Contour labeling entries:
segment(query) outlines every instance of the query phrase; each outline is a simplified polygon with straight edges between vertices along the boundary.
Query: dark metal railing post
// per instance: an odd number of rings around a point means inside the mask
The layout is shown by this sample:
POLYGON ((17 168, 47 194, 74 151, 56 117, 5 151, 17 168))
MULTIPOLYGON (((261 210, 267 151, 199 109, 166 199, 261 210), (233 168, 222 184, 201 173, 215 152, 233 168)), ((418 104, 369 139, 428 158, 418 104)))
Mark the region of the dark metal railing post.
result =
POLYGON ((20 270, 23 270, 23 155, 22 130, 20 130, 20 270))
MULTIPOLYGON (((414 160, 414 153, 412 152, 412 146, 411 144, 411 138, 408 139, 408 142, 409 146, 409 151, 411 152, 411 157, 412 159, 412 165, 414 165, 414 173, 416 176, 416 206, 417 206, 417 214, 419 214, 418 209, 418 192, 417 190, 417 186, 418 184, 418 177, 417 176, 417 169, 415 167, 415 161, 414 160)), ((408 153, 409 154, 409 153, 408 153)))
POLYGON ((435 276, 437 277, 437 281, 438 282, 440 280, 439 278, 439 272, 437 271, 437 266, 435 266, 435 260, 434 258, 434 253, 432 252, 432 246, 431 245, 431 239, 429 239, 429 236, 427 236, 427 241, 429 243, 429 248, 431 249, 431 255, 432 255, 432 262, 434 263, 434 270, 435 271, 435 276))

> WORK TO DO: Reproduce the records above, swapping "railing post" for "fence post" wherever it occurs and keeping every other character the same.

> WRITTEN SOLUTION:
segment(query) outlines every instance of the query phrase; each outline is a simplified polygon with straight edges between vertices along the boundary.
Query: dark metal fence post
// per instance: an odd number of rings around a point means inside the mask
The layout is shown by this sample:
POLYGON ((17 168, 47 194, 74 151, 56 117, 5 151, 17 168))
MULTIPOLYGON (((261 210, 267 151, 199 109, 166 199, 261 210), (233 168, 222 184, 201 173, 215 152, 233 168)), ((418 104, 369 139, 428 158, 418 104)))
Mark the region of the dark metal fence post.
result =
POLYGON ((20 270, 23 270, 23 155, 22 130, 20 130, 20 270))
MULTIPOLYGON (((414 160, 414 153, 412 152, 412 146, 411 144, 411 138, 408 139, 408 142, 409 146, 409 151, 411 152, 411 157, 412 159, 412 165, 414 165, 414 173, 416 176, 416 206, 417 206, 417 214, 419 214, 418 209, 418 192, 417 190, 417 186, 418 184, 418 177, 417 176, 417 169, 415 167, 415 161, 414 160)), ((408 153, 409 154, 409 153, 408 153)))
POLYGON ((435 276, 437 277, 437 281, 438 282, 440 280, 439 278, 439 272, 437 271, 437 266, 435 266, 435 260, 434 258, 434 253, 432 252, 432 246, 431 245, 431 239, 429 239, 429 236, 427 236, 427 241, 429 243, 429 248, 431 249, 431 255, 432 255, 432 262, 434 263, 434 270, 435 271, 435 276))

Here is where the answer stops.